■ PROBLEM DESCRIPTION ■
Omit all pictures, then retype the data exactly as given.

Begin SUPPLIED RECORDS

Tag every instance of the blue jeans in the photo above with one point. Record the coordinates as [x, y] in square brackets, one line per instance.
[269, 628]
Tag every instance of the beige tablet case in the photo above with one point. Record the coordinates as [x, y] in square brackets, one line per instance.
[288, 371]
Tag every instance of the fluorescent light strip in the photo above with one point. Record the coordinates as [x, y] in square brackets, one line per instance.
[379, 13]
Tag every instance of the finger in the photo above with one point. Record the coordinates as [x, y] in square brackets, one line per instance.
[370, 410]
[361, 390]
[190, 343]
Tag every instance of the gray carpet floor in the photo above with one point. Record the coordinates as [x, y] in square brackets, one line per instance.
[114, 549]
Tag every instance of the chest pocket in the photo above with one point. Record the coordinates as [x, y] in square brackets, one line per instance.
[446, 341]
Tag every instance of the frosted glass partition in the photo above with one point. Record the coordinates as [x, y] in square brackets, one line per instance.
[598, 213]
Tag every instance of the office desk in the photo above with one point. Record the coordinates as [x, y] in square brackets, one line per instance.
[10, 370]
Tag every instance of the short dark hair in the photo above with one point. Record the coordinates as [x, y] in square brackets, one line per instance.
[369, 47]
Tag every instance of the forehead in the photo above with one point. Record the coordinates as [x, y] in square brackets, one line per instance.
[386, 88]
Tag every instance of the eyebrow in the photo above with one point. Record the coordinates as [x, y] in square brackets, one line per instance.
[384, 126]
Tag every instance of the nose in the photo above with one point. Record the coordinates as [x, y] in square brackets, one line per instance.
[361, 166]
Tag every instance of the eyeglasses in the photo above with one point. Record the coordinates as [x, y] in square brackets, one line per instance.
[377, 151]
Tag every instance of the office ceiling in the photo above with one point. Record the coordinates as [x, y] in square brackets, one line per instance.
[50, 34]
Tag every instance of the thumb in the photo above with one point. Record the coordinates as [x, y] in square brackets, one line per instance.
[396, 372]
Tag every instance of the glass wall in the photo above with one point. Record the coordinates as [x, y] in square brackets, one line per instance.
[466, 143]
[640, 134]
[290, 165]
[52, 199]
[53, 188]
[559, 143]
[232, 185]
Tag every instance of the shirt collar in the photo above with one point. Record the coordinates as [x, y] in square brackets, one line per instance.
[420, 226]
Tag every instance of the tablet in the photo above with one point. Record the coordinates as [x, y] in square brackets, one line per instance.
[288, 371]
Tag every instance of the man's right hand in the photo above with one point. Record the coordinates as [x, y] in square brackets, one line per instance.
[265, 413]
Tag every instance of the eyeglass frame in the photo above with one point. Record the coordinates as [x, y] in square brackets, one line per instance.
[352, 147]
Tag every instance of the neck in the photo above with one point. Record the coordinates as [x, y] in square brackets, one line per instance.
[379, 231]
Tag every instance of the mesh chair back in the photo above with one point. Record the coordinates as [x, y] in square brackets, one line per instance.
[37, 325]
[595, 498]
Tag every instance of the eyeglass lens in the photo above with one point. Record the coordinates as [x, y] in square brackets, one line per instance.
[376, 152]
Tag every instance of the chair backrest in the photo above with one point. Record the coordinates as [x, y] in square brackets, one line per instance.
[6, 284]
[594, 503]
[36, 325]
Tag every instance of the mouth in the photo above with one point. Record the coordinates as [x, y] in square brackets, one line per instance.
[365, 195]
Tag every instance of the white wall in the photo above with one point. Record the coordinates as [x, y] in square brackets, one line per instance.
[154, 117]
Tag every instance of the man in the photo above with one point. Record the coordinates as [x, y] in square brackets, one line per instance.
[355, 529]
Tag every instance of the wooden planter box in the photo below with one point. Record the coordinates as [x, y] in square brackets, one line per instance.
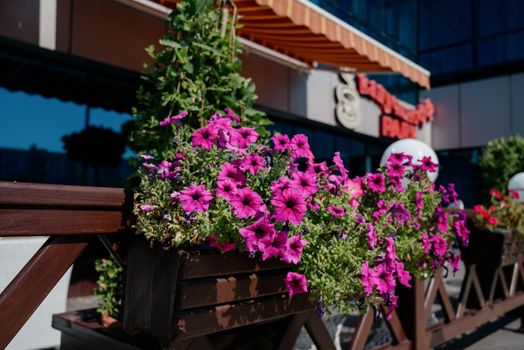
[176, 295]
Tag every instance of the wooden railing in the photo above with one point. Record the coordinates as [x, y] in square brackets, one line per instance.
[71, 216]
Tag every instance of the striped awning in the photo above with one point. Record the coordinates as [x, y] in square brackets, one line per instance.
[306, 32]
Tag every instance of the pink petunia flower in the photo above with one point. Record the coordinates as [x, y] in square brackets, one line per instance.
[258, 234]
[462, 231]
[300, 146]
[289, 206]
[427, 164]
[296, 283]
[245, 202]
[195, 198]
[304, 183]
[337, 212]
[253, 163]
[243, 137]
[439, 245]
[172, 119]
[281, 142]
[226, 189]
[376, 182]
[232, 173]
[293, 253]
[223, 247]
[204, 137]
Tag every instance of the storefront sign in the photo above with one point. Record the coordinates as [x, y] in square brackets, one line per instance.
[348, 101]
[397, 120]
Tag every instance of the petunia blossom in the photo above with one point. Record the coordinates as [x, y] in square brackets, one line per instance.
[204, 137]
[296, 283]
[195, 198]
[289, 206]
[245, 203]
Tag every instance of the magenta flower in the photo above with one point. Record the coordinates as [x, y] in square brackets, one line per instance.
[281, 142]
[245, 203]
[277, 246]
[258, 234]
[403, 276]
[376, 182]
[232, 173]
[426, 243]
[204, 137]
[462, 231]
[293, 253]
[427, 164]
[167, 170]
[296, 283]
[146, 208]
[371, 235]
[289, 206]
[367, 278]
[300, 146]
[439, 244]
[395, 169]
[226, 189]
[399, 213]
[253, 163]
[283, 183]
[337, 212]
[304, 183]
[223, 247]
[195, 198]
[172, 119]
[243, 137]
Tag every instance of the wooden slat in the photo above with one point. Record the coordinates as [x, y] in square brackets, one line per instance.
[213, 265]
[207, 321]
[44, 222]
[318, 332]
[214, 291]
[31, 285]
[293, 330]
[21, 194]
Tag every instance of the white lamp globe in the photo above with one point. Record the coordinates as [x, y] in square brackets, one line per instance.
[414, 148]
[516, 183]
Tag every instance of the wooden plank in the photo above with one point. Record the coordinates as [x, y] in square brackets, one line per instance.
[318, 332]
[200, 293]
[20, 194]
[43, 222]
[293, 330]
[460, 326]
[202, 265]
[206, 321]
[31, 285]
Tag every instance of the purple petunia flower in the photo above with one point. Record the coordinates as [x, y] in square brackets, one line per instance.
[293, 253]
[195, 198]
[296, 283]
[289, 206]
[376, 182]
[245, 203]
[204, 137]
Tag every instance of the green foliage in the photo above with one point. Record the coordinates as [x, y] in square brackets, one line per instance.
[109, 287]
[501, 159]
[195, 69]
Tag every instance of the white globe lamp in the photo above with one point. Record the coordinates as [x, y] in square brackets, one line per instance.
[414, 148]
[516, 183]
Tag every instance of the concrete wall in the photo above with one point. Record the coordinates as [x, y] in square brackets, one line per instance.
[471, 114]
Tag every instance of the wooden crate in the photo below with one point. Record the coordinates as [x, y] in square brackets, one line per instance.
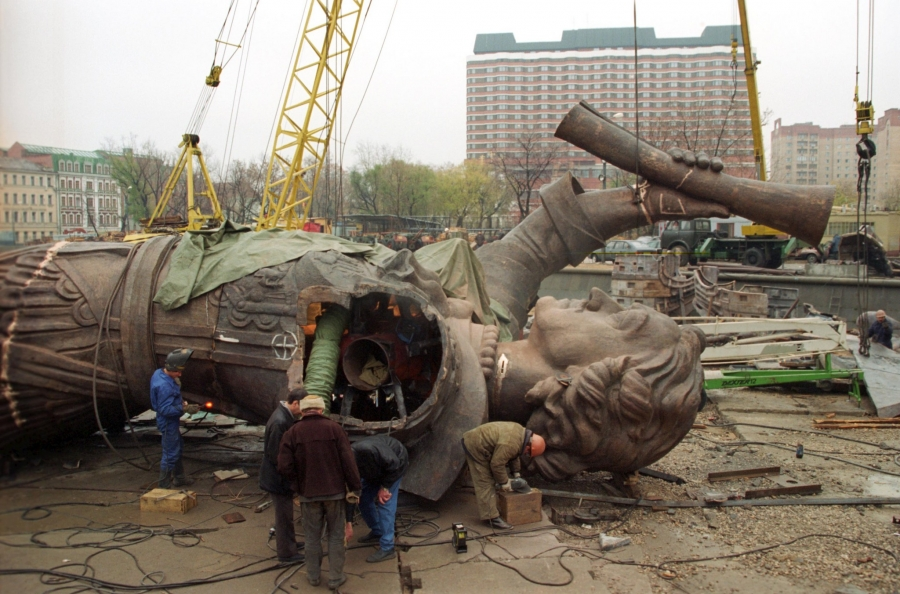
[168, 501]
[520, 508]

End SUPPLIED RECORDS

■ RESULT FOR THIS EXERCISE ■
Tag every instance of the blue jeans in the photo above with one point. Record the coordinates as [x, y] in square brackets, one line per instance.
[269, 628]
Tag every instance of the beige tablet case in the photo above with one point. Record the coordinates as [x, y] in square brackets, one line per instance.
[288, 371]
Tag every instance of the fluorescent light strip in the photo above with one point. Record the coordinates as [x, y] in square brackets, one line per instance.
[379, 13]
Tag every instance of the finger in the photo above with one point. Record the coordinates as [x, y] in square brackets, one line per instance.
[370, 410]
[361, 390]
[190, 343]
Tag every instance of the gray carpet floor in the photo above with one point. Record the coordinates as [x, y] in square brackets, one line per instance.
[114, 549]
Tag every instance of the chest pocket in the photo above with one point. Record the coordinates as [x, y] in square brackets, one line per instance.
[446, 341]
Tag every instance of the frosted glass partition in the photo above with one point. Record the coordinates as [x, y] in square brackets, one line per instance.
[598, 213]
Tag every instance of the office desk in the photo above with one point. Record the coordinates as [x, y] in square brackets, one line per instance.
[10, 370]
Tag every instance of the short dark hair in the photo above with one point. Record the coordinates as [x, y] in square brackets, one line per instance.
[369, 47]
Tag every instance of the forehead in the photo above with one point. Record the coordinates as [x, y] in square brackets, one line per instance.
[386, 88]
Tag every instance of the eyebrow in the photo above with one point. Record the coordinates as [x, y] in square brackets, one line per instance.
[384, 126]
Tag every instance of the nose in the photo above with one point. Record the coordinates as [x, y] in square brackets, one line per instance.
[361, 166]
Tag every instance of the eyeglasses in the photo above with one point. Record the coordinates as [x, y] in square brackets, one line per instance.
[377, 151]
Tag every instance of the office ceiling in the photo above with one point. Record the coordinates as [x, y] in square brackets, one line per instance.
[50, 34]
Tag every instance of the thumb in the photo above with one point. Record the coordinates as [x, y] in square brackets, one line per instance.
[396, 372]
Tag every instance of the glass wall in the photo above with one point. Record the coordinates as [x, y] in square brackets, one line per instance.
[466, 143]
[640, 134]
[290, 165]
[52, 199]
[53, 188]
[559, 143]
[232, 185]
Tag every instance of the shirt collar in the photo above with one point. Record the coordinates as [x, y] in square brackets, one line per instance.
[420, 226]
Tag every instance of the tablet in the photo above with one point. Record the coordinates as [x, y] in square brackets, one line per instance.
[288, 371]
Tag every instance of the man's right hand in the photo above with one point. Record the coordinates as [x, y] in square brackets, one line per instance.
[265, 413]
Tag every instance of the eyeglass frame in the photo above with one point. Record the coordinates as [x, y] in square brackets, one line per instance.
[352, 147]
Tag every instance of the neck in the photo above with one point. Record the coordinates as [x, y] in square brackets, one line per instance.
[379, 231]
Tag every instance of the mesh chair back in the photo above with one point. Record the coordinates as [x, y] in square brackets, one line per instance.
[37, 325]
[595, 498]
Tag every instance of the eyeglass lens in the photo above with one point. Record the coordinates as [x, y] in square brackets, one line per instance.
[376, 152]
Tag every instance of the chair backrest in the photo above with one point. Record the coordinates as [x, y] in square brackets, one line per instance.
[6, 284]
[594, 503]
[36, 325]
Tag every instance of the mouth in the photo above with one point. Record the coordinates as [x, y] in square brackets, one line per instance.
[365, 195]
Tag every instance of the white wall in the photo above with one point. Record the coordinates as [x, y] in square brackets, one line per instance.
[154, 117]
Tag every instance of the man in the photo above with one point. Record the coordinates as [x, y] in square brackets, one line per instance.
[355, 529]
Tag every instance of the wooden planter box in the photo below with one point. Record the coordinates as [x, y] in square brackets, one line per instance.
[176, 295]
Tag every instance of the wooden railing in the photo above with one point. Record the coordinates as [x, y] in square brackets, one line per instance.
[71, 216]
Tag every instance of the striped awning in the photo above with one point. Record the coordinates as [x, y] in square brackets, one line per instance.
[306, 32]
Tag every instance of the pink petunia flower in the photo above with one point. Record the coordinates as [x, y] in square brackets, one line per instance.
[258, 234]
[462, 231]
[300, 146]
[289, 206]
[427, 164]
[296, 283]
[245, 202]
[195, 198]
[304, 183]
[337, 212]
[253, 163]
[243, 137]
[439, 245]
[172, 119]
[281, 142]
[226, 189]
[376, 182]
[232, 173]
[293, 253]
[223, 247]
[204, 137]
Tag every instance of the storefront sign in the photo above with one point. Record the coordinates as [x, y] in square brackets, one line per instance.
[348, 101]
[397, 120]
Tag every instance of the petunia blossom in the photo above with one point. Record the coordinates as [x, y] in square brackets, one line per instance.
[204, 137]
[296, 283]
[195, 198]
[289, 206]
[245, 203]
Tag every instance of the magenta flower in the photo above with one point. Record the coordinates as [x, y] in square brackets, one line per instance.
[281, 142]
[245, 203]
[277, 246]
[258, 234]
[403, 276]
[376, 182]
[232, 173]
[426, 243]
[204, 137]
[462, 231]
[293, 253]
[427, 164]
[167, 170]
[296, 283]
[146, 208]
[371, 235]
[289, 206]
[367, 278]
[300, 146]
[439, 244]
[395, 169]
[226, 189]
[399, 213]
[253, 163]
[283, 183]
[337, 212]
[304, 183]
[223, 247]
[195, 198]
[172, 119]
[243, 137]
Tag every instance of the wooden slat in the photo above with one point. Record the coordinates as [x, y] in square brackets, one line per instance.
[213, 265]
[207, 321]
[44, 222]
[318, 332]
[214, 291]
[31, 285]
[293, 330]
[21, 194]
Tag every instance of the white lamp globe in the photo above with one point. Record the coordinates as [x, y] in square brackets, one line per instance.
[414, 148]
[516, 183]
Tag every instance of the wooden plank in the photo above with one point. Record the coordinates as [x, y] in square brackets, one line per instance.
[318, 332]
[200, 293]
[20, 194]
[43, 222]
[293, 330]
[460, 326]
[202, 265]
[206, 321]
[31, 285]
Tag every instance of the purple petunia flower in the photo above with one point. Record the coordinates as [x, y] in square brackets, one line per instance.
[293, 253]
[195, 198]
[296, 283]
[289, 206]
[376, 182]
[245, 203]
[204, 137]
Tag every instance of the green foliage in the photo above with one point. Record the coordinates as [x, y] in square brackets, one line per instance.
[109, 287]
[501, 159]
[195, 69]
Tag every instance of the white globe lamp in the photo above with one point. Record the coordinates as [x, y] in square brackets, one line per instance.
[414, 148]
[516, 183]
Tag every instance of the concrete wall in the photo above with one point. Record the coordinates as [x, y] in square brackets, one line per instance.
[471, 114]
Tag every instance of the wooden crate in the photo below with one point. Record the coordinates as [x, y] in square brackets, one line per instance.
[168, 501]
[520, 508]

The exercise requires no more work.